= Quoted passage =

Doing data science since before it was cool

Did you come here looking for Mark St. John-the-ecologist? Well, that's me, too (which also answers the question "Why are there so many bugs on your website?")

My journey into data science began with training in ecology, an intense field of applied statistics  (H. B. Sc., Biology, 1994, Carleton University, M. Sc., Biology, 1998, Laurentian University). As a tender undergraduate, I was already proficient with machine learning and multivariate statistics. Before the end of my Masters degree, I was conducting research using supervised learning, clustering methods and relational databases while also teaching these skills to other students and researchers.

Later, as a student of the Graduate Degree Program in Ecology at Colorado State University (Ph. D., Ecology, 2005), I began training in the intersection of computer science and ecology. I learned how to model systems and train them with data to solve complex ecological problems. It's clear, in retrospect, that I was already a practicing data scientist working with environmental data. 

After graduating, I consulted on data-analytic solutions for university, government and private industry clients, lectured at two Canadian universities and was hired as a Research Scientist at Landcare Research New Zealand Ltd. When I returned to Canada, I discovered our environmental research programs had been gutted (boo!), but that the emerging field of data science was what I had been training for since 1991.

= Task set =
1. Print the bio from "My journey into" to "with environmental data.".
2. Which university awarded the Ph. D. in Ecology mentioned in the bio?
3. What degrees does the bio list? Give each one's field, year and institution.
The data isn't needed for any of this.

[Dataset items]
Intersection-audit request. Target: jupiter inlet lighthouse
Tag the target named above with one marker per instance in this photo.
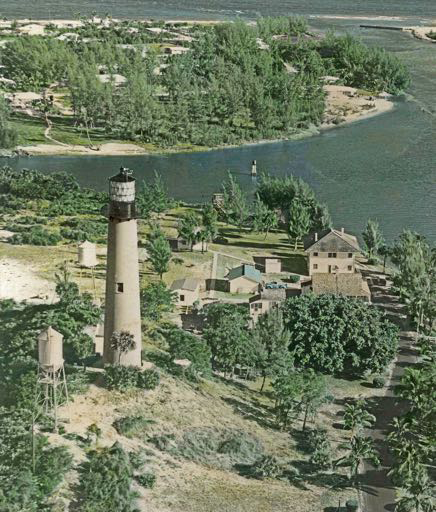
(122, 305)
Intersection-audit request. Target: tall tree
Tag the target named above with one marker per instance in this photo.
(8, 135)
(235, 204)
(159, 252)
(264, 219)
(373, 239)
(122, 342)
(189, 227)
(359, 449)
(299, 221)
(272, 336)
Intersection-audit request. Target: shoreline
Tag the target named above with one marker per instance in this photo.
(344, 106)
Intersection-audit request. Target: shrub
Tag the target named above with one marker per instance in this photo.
(352, 505)
(266, 467)
(147, 480)
(148, 379)
(105, 481)
(378, 382)
(123, 378)
(349, 336)
(183, 345)
(36, 236)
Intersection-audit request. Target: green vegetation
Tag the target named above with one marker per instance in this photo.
(130, 426)
(30, 468)
(415, 278)
(8, 135)
(236, 82)
(123, 378)
(105, 481)
(337, 335)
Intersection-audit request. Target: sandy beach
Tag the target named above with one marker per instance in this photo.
(344, 105)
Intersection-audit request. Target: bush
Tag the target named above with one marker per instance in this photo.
(147, 480)
(266, 467)
(352, 505)
(339, 335)
(378, 382)
(183, 345)
(148, 379)
(35, 236)
(130, 426)
(105, 481)
(123, 378)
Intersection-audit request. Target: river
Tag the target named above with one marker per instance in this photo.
(381, 168)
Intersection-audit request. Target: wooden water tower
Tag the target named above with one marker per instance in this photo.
(122, 304)
(51, 383)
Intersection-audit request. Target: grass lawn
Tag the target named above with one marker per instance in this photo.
(30, 130)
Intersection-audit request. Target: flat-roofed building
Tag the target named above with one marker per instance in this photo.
(187, 291)
(244, 279)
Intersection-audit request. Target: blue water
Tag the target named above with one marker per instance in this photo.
(207, 9)
(383, 167)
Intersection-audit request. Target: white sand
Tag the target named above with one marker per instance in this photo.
(344, 105)
(18, 281)
(109, 149)
(421, 32)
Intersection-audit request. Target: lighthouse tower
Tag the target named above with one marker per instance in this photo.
(122, 310)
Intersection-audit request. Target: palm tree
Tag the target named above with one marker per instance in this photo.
(359, 449)
(122, 342)
(357, 418)
(418, 496)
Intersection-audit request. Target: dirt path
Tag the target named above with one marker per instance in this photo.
(378, 491)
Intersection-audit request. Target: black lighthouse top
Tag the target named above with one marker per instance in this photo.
(122, 195)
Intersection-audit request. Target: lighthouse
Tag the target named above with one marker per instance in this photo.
(122, 304)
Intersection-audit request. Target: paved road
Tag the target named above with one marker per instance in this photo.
(378, 492)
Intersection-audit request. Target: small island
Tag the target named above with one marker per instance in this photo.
(104, 86)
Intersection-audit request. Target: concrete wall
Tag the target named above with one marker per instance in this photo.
(122, 312)
(243, 285)
(323, 264)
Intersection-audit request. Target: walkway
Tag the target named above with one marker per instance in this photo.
(378, 491)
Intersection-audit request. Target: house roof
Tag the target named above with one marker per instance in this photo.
(188, 283)
(331, 240)
(349, 285)
(248, 271)
(269, 294)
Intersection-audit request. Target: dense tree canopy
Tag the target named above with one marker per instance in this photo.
(337, 335)
(237, 82)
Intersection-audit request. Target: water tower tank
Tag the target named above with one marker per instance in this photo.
(50, 350)
(87, 256)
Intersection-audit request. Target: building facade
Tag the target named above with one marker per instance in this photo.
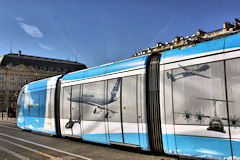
(16, 70)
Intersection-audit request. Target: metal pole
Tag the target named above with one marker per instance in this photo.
(2, 110)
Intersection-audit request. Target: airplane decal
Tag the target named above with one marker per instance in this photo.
(188, 72)
(96, 102)
(215, 122)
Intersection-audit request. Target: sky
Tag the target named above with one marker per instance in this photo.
(95, 32)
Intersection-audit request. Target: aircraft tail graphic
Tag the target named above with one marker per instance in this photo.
(115, 90)
(170, 76)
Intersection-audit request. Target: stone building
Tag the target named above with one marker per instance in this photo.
(16, 70)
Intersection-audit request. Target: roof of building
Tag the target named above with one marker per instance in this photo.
(40, 63)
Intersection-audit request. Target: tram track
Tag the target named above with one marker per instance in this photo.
(18, 144)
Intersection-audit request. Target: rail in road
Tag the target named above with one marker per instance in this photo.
(18, 144)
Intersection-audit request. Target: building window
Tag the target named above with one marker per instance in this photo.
(1, 76)
(11, 77)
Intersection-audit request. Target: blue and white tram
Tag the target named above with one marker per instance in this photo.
(182, 102)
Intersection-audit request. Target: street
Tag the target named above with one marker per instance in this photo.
(18, 144)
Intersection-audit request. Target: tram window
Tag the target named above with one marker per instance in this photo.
(94, 92)
(233, 86)
(50, 105)
(65, 107)
(26, 104)
(195, 90)
(33, 104)
(51, 114)
(129, 107)
(21, 105)
(42, 103)
(75, 102)
(114, 107)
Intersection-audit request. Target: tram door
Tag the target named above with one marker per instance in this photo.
(129, 110)
(114, 111)
(233, 91)
(76, 110)
(122, 113)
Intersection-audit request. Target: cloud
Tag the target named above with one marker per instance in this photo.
(19, 19)
(46, 47)
(31, 30)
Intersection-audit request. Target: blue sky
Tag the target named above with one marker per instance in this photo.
(101, 31)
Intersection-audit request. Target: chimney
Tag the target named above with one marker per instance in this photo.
(19, 53)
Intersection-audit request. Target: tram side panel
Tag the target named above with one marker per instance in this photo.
(37, 106)
(111, 110)
(196, 106)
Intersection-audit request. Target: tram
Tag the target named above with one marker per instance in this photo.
(181, 102)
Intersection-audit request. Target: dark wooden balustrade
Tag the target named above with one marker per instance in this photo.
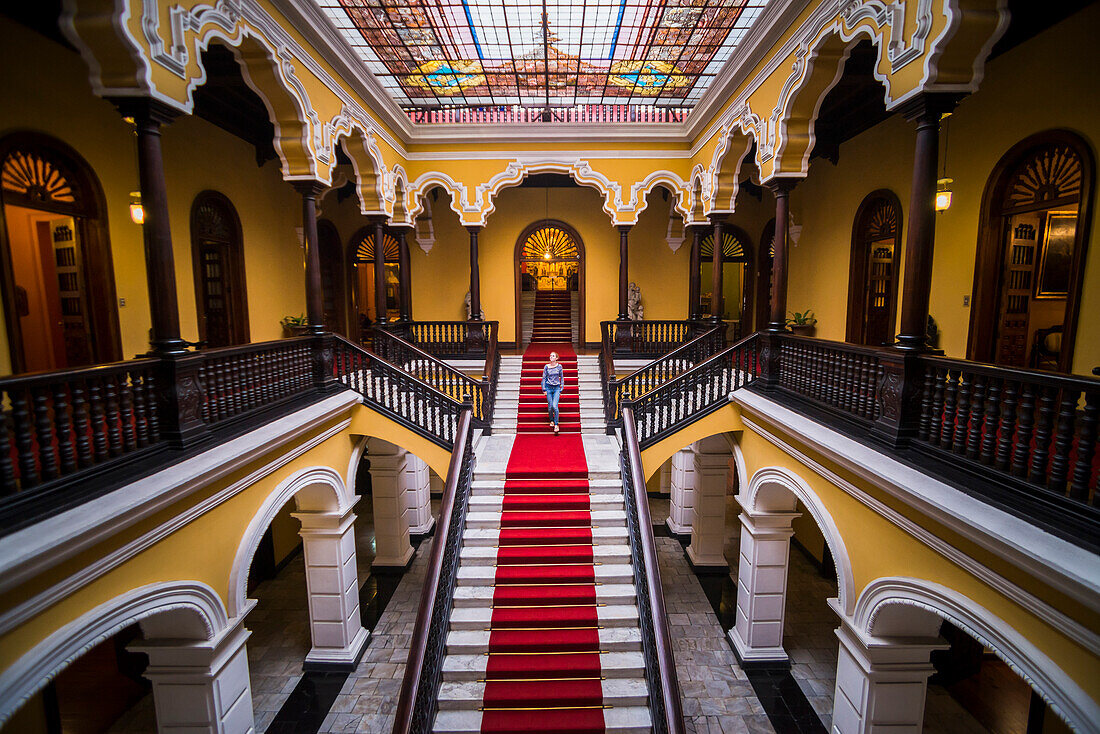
(660, 371)
(647, 338)
(693, 394)
(395, 393)
(426, 368)
(449, 339)
(1032, 427)
(418, 703)
(664, 705)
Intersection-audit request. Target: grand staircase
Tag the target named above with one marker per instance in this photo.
(545, 635)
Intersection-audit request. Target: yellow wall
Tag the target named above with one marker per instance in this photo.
(982, 129)
(440, 278)
(197, 155)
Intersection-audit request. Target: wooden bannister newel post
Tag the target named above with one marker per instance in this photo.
(771, 343)
(898, 398)
(180, 394)
(323, 352)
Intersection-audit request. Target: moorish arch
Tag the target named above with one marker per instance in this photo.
(549, 255)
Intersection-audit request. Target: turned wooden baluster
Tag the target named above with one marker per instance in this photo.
(64, 419)
(129, 441)
(992, 420)
(924, 426)
(1063, 441)
(141, 417)
(24, 439)
(1037, 471)
(98, 427)
(950, 391)
(977, 416)
(1025, 425)
(112, 417)
(1008, 427)
(44, 434)
(8, 482)
(1086, 448)
(961, 413)
(80, 424)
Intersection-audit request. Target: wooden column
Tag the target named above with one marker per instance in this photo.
(716, 305)
(149, 116)
(475, 314)
(403, 273)
(781, 188)
(315, 298)
(624, 274)
(693, 276)
(926, 110)
(380, 271)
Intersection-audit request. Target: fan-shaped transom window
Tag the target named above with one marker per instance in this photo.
(550, 242)
(733, 250)
(40, 179)
(364, 251)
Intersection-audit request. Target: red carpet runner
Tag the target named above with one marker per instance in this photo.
(543, 671)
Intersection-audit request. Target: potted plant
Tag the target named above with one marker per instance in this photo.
(295, 326)
(802, 324)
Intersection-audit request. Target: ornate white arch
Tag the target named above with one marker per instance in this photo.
(316, 488)
(757, 493)
(1064, 694)
(197, 606)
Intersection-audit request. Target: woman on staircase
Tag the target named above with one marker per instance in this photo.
(553, 380)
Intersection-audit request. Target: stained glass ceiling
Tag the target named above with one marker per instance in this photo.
(497, 61)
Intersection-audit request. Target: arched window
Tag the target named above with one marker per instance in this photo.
(362, 261)
(765, 255)
(218, 261)
(872, 273)
(332, 276)
(549, 256)
(737, 287)
(1031, 253)
(55, 258)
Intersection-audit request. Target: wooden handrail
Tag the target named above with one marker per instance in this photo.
(666, 663)
(449, 514)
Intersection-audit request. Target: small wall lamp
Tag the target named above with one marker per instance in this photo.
(136, 210)
(944, 194)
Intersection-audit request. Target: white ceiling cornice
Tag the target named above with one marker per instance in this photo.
(326, 40)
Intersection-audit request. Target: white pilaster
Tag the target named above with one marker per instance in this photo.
(417, 486)
(391, 513)
(338, 635)
(881, 683)
(200, 687)
(682, 491)
(761, 588)
(708, 525)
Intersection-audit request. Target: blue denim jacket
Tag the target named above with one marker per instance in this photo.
(552, 376)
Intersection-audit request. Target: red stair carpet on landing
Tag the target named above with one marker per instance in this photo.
(543, 664)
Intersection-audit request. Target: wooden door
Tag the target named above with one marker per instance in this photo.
(219, 273)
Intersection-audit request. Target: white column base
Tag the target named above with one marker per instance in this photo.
(332, 583)
(200, 687)
(751, 657)
(881, 683)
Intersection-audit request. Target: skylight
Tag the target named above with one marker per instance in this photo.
(526, 61)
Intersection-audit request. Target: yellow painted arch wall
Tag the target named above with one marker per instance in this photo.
(878, 548)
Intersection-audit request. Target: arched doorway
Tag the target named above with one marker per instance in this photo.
(766, 253)
(1030, 270)
(549, 256)
(362, 276)
(53, 247)
(218, 261)
(872, 280)
(332, 281)
(737, 288)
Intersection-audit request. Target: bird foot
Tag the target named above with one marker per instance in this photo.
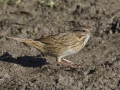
(68, 63)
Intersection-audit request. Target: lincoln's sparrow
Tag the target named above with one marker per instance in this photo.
(62, 44)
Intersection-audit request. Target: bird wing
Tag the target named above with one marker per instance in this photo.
(59, 38)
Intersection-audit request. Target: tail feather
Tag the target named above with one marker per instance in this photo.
(39, 45)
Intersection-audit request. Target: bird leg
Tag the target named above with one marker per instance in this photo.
(67, 63)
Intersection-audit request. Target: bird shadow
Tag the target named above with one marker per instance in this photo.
(25, 61)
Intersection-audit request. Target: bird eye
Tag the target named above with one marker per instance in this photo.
(83, 30)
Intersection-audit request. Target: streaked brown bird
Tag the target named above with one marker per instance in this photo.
(62, 44)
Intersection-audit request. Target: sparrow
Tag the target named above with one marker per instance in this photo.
(61, 45)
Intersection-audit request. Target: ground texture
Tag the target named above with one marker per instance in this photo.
(22, 67)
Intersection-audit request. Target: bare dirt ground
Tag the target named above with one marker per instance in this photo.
(22, 67)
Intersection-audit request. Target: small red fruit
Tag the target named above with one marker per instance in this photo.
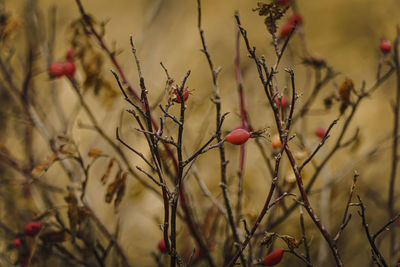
(385, 46)
(283, 2)
(285, 30)
(296, 18)
(198, 255)
(276, 141)
(24, 261)
(161, 246)
(33, 228)
(185, 94)
(56, 69)
(320, 132)
(284, 101)
(274, 257)
(70, 54)
(69, 69)
(238, 136)
(17, 242)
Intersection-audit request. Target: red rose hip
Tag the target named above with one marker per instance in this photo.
(320, 132)
(185, 94)
(238, 136)
(274, 257)
(284, 101)
(17, 242)
(69, 68)
(285, 30)
(33, 228)
(296, 18)
(385, 46)
(161, 246)
(70, 54)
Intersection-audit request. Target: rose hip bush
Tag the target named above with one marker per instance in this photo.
(267, 160)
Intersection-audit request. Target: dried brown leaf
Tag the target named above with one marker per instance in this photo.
(106, 174)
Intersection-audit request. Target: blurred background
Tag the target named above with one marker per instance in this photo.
(346, 34)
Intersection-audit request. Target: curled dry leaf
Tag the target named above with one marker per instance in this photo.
(116, 188)
(344, 93)
(54, 237)
(42, 167)
(121, 191)
(106, 174)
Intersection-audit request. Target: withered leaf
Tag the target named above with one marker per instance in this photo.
(73, 211)
(67, 149)
(94, 152)
(344, 93)
(106, 174)
(273, 12)
(54, 237)
(113, 187)
(39, 169)
(121, 191)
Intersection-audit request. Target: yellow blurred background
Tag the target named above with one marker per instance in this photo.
(345, 33)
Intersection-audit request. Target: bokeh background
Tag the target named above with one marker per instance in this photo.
(345, 33)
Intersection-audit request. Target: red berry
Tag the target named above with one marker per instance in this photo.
(33, 228)
(274, 257)
(320, 132)
(283, 2)
(70, 54)
(24, 261)
(296, 18)
(284, 101)
(17, 242)
(69, 69)
(238, 136)
(161, 246)
(185, 94)
(56, 69)
(198, 255)
(276, 141)
(385, 46)
(285, 30)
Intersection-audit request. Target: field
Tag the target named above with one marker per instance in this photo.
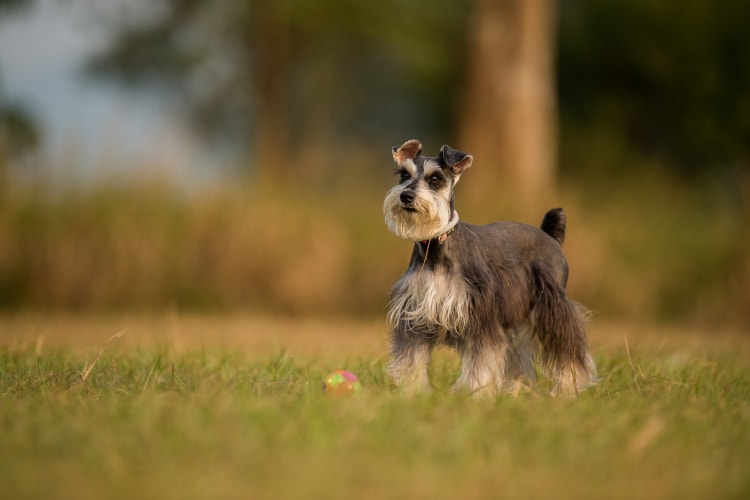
(171, 406)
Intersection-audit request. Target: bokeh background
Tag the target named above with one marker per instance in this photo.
(233, 155)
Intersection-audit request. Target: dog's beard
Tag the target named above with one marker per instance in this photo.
(424, 219)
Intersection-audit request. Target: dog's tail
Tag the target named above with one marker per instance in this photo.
(554, 224)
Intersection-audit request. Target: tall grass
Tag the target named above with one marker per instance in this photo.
(654, 248)
(156, 423)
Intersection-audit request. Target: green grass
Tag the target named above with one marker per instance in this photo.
(152, 422)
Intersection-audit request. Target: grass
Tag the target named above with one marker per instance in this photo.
(141, 417)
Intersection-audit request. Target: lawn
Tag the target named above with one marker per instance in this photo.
(213, 407)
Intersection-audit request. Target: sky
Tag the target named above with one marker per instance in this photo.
(88, 127)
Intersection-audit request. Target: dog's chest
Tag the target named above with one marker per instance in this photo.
(434, 300)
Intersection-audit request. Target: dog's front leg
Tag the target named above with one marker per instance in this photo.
(411, 354)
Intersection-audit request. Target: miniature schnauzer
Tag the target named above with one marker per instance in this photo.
(495, 293)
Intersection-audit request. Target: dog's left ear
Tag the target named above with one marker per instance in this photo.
(458, 161)
(407, 151)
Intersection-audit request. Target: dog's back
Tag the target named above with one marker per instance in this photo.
(516, 244)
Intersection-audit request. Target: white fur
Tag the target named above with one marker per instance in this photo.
(430, 299)
(432, 215)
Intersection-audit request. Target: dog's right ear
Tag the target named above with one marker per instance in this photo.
(407, 151)
(458, 161)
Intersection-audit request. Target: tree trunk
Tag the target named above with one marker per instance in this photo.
(508, 117)
(269, 45)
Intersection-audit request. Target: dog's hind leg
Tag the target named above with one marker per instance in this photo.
(561, 325)
(482, 364)
(519, 358)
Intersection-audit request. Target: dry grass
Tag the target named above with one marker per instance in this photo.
(652, 250)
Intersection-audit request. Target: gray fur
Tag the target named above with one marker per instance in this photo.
(494, 293)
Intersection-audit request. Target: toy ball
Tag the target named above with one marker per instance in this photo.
(341, 383)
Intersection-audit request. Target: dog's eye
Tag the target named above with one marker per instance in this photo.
(435, 181)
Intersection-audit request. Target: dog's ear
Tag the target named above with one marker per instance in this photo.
(407, 151)
(458, 161)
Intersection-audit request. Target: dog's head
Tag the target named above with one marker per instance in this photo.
(420, 206)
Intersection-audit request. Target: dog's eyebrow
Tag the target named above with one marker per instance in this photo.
(430, 168)
(408, 166)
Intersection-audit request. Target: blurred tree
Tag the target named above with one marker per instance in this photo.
(670, 78)
(283, 78)
(19, 133)
(509, 112)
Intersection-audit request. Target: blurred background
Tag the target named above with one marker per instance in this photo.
(233, 155)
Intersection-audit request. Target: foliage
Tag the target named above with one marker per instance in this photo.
(153, 423)
(309, 73)
(117, 246)
(669, 77)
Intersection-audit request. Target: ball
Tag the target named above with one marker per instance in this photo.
(341, 383)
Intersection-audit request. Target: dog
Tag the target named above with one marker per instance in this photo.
(495, 293)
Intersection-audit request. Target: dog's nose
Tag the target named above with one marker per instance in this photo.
(407, 196)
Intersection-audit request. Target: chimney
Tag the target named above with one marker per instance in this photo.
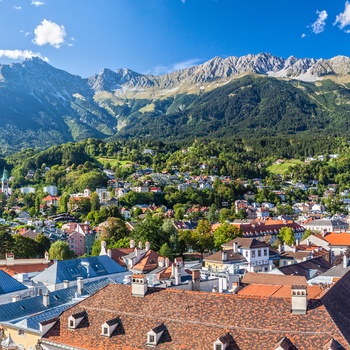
(16, 298)
(138, 285)
(177, 274)
(46, 299)
(80, 285)
(299, 300)
(196, 279)
(160, 261)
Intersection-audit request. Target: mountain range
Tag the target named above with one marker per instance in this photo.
(237, 96)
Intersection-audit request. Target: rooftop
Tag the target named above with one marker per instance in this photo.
(195, 320)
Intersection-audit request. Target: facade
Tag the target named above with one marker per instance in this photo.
(241, 254)
(326, 225)
(51, 190)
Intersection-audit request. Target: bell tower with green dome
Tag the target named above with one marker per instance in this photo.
(4, 183)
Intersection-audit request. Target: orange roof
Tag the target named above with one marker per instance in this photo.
(259, 290)
(341, 238)
(148, 262)
(278, 291)
(16, 269)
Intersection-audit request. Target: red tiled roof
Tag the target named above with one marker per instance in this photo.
(148, 262)
(341, 238)
(15, 269)
(273, 279)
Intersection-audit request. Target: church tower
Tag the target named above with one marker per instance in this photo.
(4, 183)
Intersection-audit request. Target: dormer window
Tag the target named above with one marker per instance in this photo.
(223, 342)
(109, 326)
(154, 335)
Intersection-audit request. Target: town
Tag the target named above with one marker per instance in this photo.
(188, 249)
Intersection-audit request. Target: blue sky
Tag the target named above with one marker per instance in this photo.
(159, 36)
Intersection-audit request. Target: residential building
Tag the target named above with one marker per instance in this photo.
(327, 225)
(248, 254)
(89, 268)
(308, 268)
(27, 190)
(27, 320)
(51, 190)
(173, 319)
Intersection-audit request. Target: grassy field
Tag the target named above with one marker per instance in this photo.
(113, 161)
(283, 168)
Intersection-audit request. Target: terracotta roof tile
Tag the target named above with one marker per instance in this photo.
(341, 238)
(195, 320)
(273, 279)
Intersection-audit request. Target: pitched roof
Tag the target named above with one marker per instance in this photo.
(308, 268)
(118, 253)
(8, 284)
(273, 279)
(278, 291)
(148, 262)
(195, 320)
(15, 269)
(340, 239)
(34, 306)
(230, 256)
(245, 242)
(88, 267)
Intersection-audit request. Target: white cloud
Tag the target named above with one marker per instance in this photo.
(344, 17)
(160, 70)
(49, 33)
(24, 33)
(37, 3)
(318, 26)
(21, 54)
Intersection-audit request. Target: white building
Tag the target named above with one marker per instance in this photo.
(52, 190)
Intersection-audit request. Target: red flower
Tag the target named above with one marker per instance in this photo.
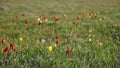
(26, 22)
(68, 51)
(12, 45)
(3, 41)
(6, 49)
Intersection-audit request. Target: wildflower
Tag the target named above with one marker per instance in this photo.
(78, 18)
(55, 45)
(23, 14)
(74, 22)
(26, 21)
(6, 49)
(40, 22)
(43, 40)
(50, 48)
(3, 41)
(90, 39)
(14, 49)
(38, 19)
(11, 45)
(68, 51)
(20, 38)
(57, 41)
(64, 17)
(56, 19)
(13, 20)
(46, 20)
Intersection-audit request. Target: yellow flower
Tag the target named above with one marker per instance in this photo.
(50, 48)
(20, 38)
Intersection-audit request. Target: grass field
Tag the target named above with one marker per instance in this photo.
(60, 34)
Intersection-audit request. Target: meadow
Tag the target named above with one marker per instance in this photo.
(59, 34)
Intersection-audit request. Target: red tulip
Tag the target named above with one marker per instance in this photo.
(68, 51)
(12, 45)
(6, 49)
(26, 21)
(3, 41)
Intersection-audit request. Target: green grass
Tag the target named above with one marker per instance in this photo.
(31, 52)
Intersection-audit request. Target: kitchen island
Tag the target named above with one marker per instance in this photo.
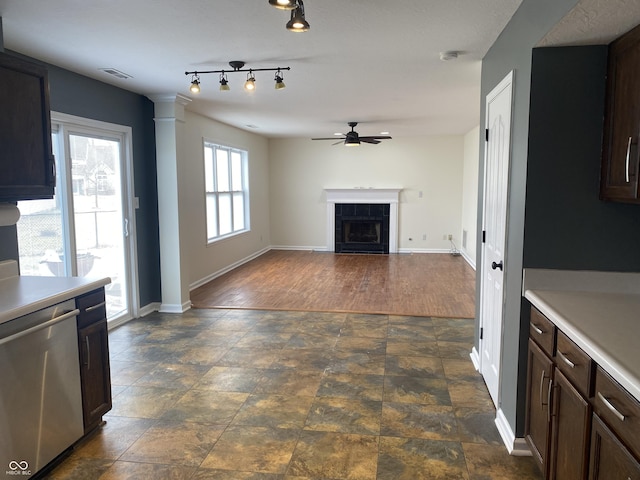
(54, 359)
(583, 380)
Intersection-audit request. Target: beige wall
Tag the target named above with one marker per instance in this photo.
(206, 261)
(301, 169)
(470, 194)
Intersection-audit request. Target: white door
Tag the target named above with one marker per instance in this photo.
(496, 185)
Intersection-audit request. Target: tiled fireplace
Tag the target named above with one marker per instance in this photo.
(362, 220)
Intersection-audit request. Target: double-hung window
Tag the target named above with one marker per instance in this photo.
(226, 190)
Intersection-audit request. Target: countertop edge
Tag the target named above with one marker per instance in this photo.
(629, 380)
(65, 288)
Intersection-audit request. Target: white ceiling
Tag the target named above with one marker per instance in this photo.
(372, 61)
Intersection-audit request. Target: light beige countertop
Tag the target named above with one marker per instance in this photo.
(21, 295)
(599, 312)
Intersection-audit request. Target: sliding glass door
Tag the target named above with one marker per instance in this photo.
(86, 230)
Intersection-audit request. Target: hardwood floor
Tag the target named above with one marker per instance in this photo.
(431, 285)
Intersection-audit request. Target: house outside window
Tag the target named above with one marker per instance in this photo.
(226, 191)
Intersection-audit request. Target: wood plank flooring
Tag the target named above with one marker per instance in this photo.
(433, 285)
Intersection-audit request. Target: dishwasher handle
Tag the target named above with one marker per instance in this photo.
(41, 326)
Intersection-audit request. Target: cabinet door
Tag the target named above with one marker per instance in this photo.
(610, 460)
(27, 169)
(619, 176)
(570, 430)
(539, 388)
(95, 373)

= Task-by-task outputs =
1.
My journey into data science began with training in ecology, an intense field of applied statistics  (H. B. Sc., Biology, 1994, Carleton University, M. Sc., Biology, 1998, Laurentian University). As a tender undergraduate, I was already proficient with machine learning and multivariate statistics. Before the end of my Masters degree, I was conducting research using supervised learning, clustering methods and relational databases while also teaching these skills to other students and researchers.

Later, as a student of the Graduate Degree Program in Ecology at Colorado State University (Ph. D., Ecology, 2005), I began training in the intersection of computer science and ecology. I learned how to model systems and train them with data to solve complex ecological problems. It's clear, in retrospect, that I was already a practicing data scientist working with environmental data.

2. Colorado State University

3.
- H. B. Sc., Biology, 1994, Carleton University
- M. Sc., Biology, 1998, Laurentian University
- Ph. D., Ecology, 2005, Colorado State University